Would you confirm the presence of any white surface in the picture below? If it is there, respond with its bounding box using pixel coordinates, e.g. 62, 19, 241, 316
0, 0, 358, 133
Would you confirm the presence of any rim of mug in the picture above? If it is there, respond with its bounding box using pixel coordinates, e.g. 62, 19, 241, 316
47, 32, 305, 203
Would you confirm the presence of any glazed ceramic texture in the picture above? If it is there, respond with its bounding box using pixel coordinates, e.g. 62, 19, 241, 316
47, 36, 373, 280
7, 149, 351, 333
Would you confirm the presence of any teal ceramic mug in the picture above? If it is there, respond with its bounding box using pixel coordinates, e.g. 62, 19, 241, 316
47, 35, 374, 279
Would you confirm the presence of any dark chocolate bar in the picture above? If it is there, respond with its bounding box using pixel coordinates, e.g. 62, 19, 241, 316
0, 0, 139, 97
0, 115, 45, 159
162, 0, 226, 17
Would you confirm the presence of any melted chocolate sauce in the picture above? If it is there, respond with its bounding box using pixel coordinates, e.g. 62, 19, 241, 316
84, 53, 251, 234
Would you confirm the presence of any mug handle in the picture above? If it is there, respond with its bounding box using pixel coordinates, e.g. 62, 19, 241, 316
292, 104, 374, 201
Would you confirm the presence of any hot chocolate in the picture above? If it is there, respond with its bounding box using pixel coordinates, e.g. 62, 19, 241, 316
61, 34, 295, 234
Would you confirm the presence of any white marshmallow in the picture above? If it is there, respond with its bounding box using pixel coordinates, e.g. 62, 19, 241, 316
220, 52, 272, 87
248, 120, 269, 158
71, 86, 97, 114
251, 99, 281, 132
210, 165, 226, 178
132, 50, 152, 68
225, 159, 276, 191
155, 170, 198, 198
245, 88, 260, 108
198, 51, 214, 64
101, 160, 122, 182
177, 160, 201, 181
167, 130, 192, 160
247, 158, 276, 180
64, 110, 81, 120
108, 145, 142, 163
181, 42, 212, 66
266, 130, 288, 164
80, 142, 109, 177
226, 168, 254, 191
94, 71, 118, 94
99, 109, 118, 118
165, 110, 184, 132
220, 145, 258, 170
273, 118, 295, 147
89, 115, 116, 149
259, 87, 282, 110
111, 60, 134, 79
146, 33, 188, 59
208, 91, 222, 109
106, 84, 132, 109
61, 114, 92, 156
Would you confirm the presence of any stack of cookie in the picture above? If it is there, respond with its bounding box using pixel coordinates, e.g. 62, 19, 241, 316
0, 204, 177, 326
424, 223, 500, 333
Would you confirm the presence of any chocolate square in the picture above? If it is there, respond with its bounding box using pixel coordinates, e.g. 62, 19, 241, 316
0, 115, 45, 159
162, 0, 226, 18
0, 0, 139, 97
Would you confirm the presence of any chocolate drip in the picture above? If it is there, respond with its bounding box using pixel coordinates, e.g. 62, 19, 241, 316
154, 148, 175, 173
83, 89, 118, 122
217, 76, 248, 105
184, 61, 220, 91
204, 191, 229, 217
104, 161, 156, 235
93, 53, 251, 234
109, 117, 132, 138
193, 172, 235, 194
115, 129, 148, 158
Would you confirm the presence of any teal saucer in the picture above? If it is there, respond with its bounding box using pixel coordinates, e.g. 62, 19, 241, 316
**********
Given request
Retype every one of the lines above with no changes.

Solution for this exercise
Would you confirm the presence of any white surface in the picture below? If it is there, respond with its bounding box using pixel coordinates, e.g. 62, 19, 241, 316
0, 0, 358, 133
Would you confirm the presence of any rim of mug in the picture above? If it is there, respond with its bounding box using pixel coordinates, e.g. 62, 19, 241, 316
47, 32, 305, 203
Would you confirm the presence of any glazed ceramic texture in the picture above? If it is there, respond with its bounding box using pixel coordinates, e.g. 62, 19, 241, 316
47, 36, 373, 280
7, 149, 351, 333
Would you confirm the presence of any teal ceramic mug in the picture above? If it is there, respond with its bounding box using pixel coordinates, e.g. 62, 19, 241, 316
47, 35, 374, 279
Would you confirm the presence of any dark chocolate bar in the picture above? If it is there, respond with its bounding box using pixel coordinates, e.g. 62, 19, 241, 316
0, 0, 139, 97
0, 115, 45, 159
162, 0, 226, 17
Would you confirm the presence of any melted chocolate sauce in the picture above? If it is there, respond with its bounding box using pixel coordinates, e.g. 62, 19, 241, 316
84, 53, 251, 234
Would you confirm the presence of any mug handle in the picture above? If it is there, respond with its bounding box using pixel coordinates, e.g. 62, 19, 241, 316
292, 104, 374, 201
Would you confirm the presence of any hot chocolate in the picture above? If it is there, respond with its bounding box using pixel coordinates, e.g. 62, 19, 241, 316
61, 34, 295, 234
Would you confirm the presence of any white marshmallow in the picture above? If it is there, respond with its bounding box using pixel coordinates, e.g. 62, 19, 241, 316
220, 52, 272, 87
248, 120, 269, 158
71, 86, 97, 114
251, 99, 281, 132
210, 165, 226, 178
132, 50, 152, 68
225, 159, 276, 191
155, 170, 198, 198
245, 88, 260, 108
198, 51, 214, 64
101, 160, 122, 182
177, 160, 201, 181
167, 130, 192, 160
247, 158, 276, 180
64, 110, 81, 120
108, 145, 142, 163
181, 42, 212, 66
266, 130, 288, 164
80, 142, 109, 177
226, 168, 254, 191
94, 71, 118, 94
99, 109, 118, 118
165, 110, 184, 132
220, 145, 258, 170
273, 118, 295, 147
89, 115, 116, 149
259, 87, 282, 110
111, 60, 134, 79
146, 33, 188, 59
208, 91, 222, 109
106, 84, 132, 109
61, 114, 92, 156
Would you confirm the presence of any stack of cookie in the picture above? If it is there, respond with its bounding box using pixel coordinates, e.g. 62, 19, 241, 316
0, 204, 177, 326
424, 223, 500, 333
Would you confirm the presence of any chocolate square in the picture above? If it is there, respond with its bounding box using pixel coordinates, e.g. 62, 19, 241, 316
0, 115, 45, 159
162, 0, 226, 18
0, 0, 139, 97
Would you confirm the presence of any chocolate drip in the picture above? If it is there, respond with its bounding box using pixel coordinates, e.g. 62, 19, 241, 316
154, 148, 175, 173
83, 89, 118, 122
217, 76, 248, 105
184, 61, 220, 91
204, 191, 229, 217
104, 161, 156, 235
93, 53, 251, 234
109, 117, 132, 138
193, 172, 235, 194
115, 129, 148, 158
Would you confirm the presence of any teal saucer in the picture above? If it is there, respond with its bounding box using pixel coordinates, e.g. 62, 19, 241, 316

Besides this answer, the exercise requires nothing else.